### Document segment ###

David Martin Baker (October 11, 1923 Clarksburg, Harrison County, WV - April 27, 2010) was a Republican member of West Virginia State House of Delegates from Cabell County, 1953, 1957–58, with defeats in 1954 and 1958. In 1967 he was the vice-chair of West Virginia Republican Party. He lived in Huntington, Cabell County, West Virginia.

Biographical information
Baker served in the U.S. Army Air Force in World War II. He was a lawyer and served as a judge on the West Virginia Court of Claims (1990–2005).He was named a fellow of the West Virginia Bar Foundation in 2004 and served as president of the Lawyer-Pilots Bar association. Additionally he was a member of the American Legion, the Elks, and Phi Delta Phi. He was among a few Jewish members ever serving in the West Virginia Legislature.

###

§ **What the exercise asks**: Write out the Baker biography word for word, everything from "Biographical information" down to "West Virginia Legislature.". The listing after this point is separate material with no connection to the Baker biography.

### Data section ###

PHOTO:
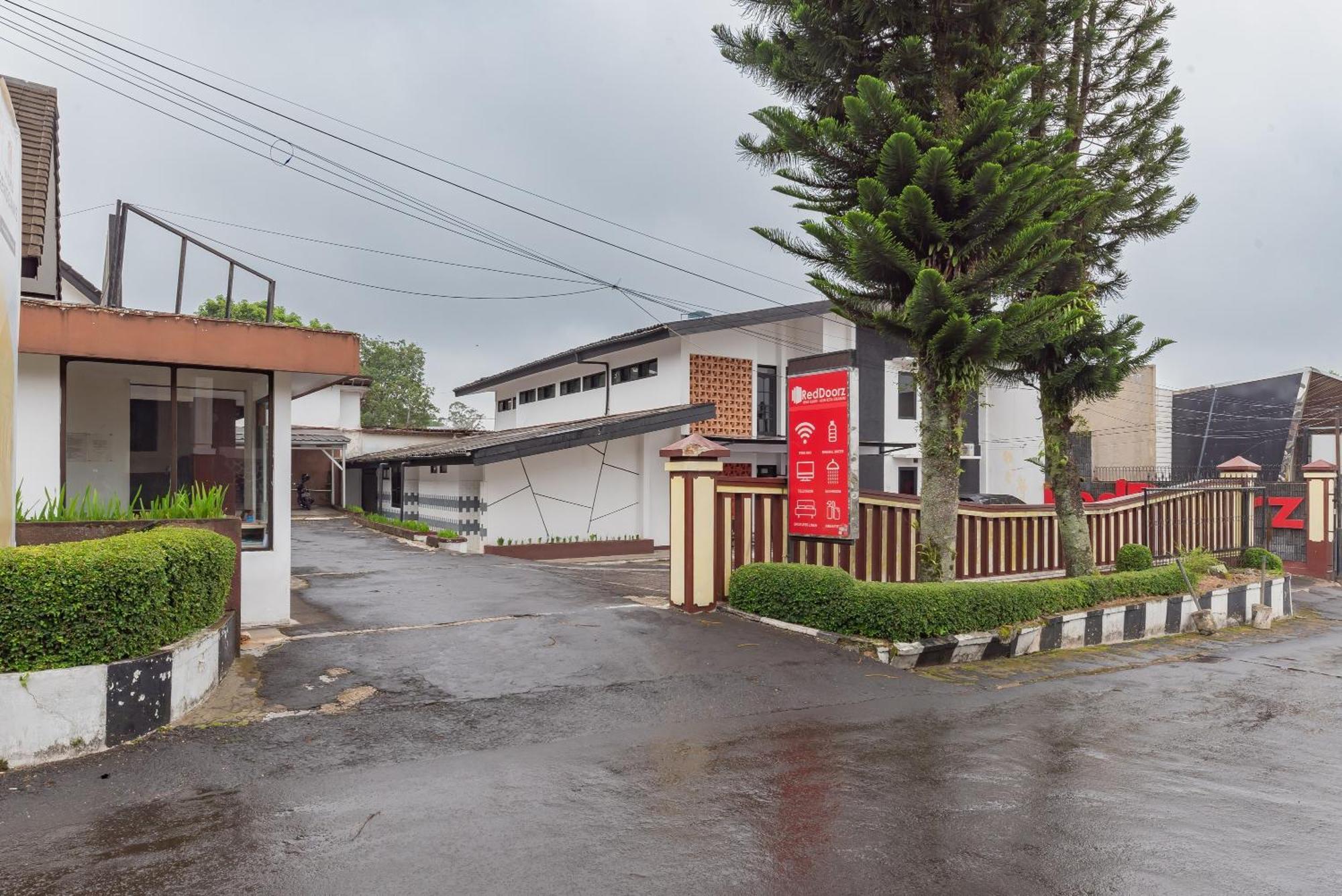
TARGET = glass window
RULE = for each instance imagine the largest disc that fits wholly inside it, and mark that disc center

###

§ **Exercise result**:
Biographical information
Baker served in the U.S. Army Air Force in World War II. He was a lawyer and served as a judge on the West Virginia Court of Claims (1990–2005).He was named a fellow of the West Virginia Bar Foundation in 2004 and served as president of the Lawyer-Pilots Bar association. Additionally he was a member of the American Legion, the Elks, and Phi Delta Phi. He was among a few Jewish members ever serving in the West Virginia Legislature.